■ **WHAT IS ASKED**
Render the listing lines below as a Markdown table with the columns Row and Line, starting with the line that contains "For every instance of the tree trunk, the" and going on through the line that contains "For every instance of the bird's head, the". Number each row and leave out blank lines.

■ **INFORMATION GIVEN**
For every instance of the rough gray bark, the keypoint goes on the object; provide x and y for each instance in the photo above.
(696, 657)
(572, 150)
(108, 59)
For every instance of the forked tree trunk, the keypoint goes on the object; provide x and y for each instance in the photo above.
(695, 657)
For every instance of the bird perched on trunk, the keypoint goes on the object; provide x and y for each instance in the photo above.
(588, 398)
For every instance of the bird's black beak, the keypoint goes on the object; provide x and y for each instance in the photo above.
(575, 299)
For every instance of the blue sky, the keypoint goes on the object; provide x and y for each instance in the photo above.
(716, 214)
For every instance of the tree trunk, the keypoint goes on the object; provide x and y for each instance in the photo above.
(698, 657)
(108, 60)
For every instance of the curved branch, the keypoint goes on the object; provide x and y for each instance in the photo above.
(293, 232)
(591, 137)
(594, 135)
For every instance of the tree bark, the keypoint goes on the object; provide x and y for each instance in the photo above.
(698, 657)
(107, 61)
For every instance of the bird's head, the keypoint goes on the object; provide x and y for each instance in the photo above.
---
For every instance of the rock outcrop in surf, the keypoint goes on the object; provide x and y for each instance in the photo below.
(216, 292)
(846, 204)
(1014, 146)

■ **TASK SOLUTION**
| Row | Line |
|---|---|
| 1 | For every instance of the tree trunk, the keypoint goes on the object; provide x and y for each instance in the photo above. |
| 2 | (698, 657) |
| 3 | (108, 60) |
| 4 | For every instance of the curved branch, the keypoint goes on the object; provide x and y for each instance in the photo above. |
| 5 | (293, 232) |
| 6 | (591, 137) |
| 7 | (594, 135) |
| 8 | For every instance of the tree bark, the keypoint goes on the object; provide x and y for each instance in the photo above. |
| 9 | (698, 657) |
| 10 | (107, 61) |
| 11 | For every instance of the bird's head, the keypoint goes on the object; provide x and y for each instance in the photo above. |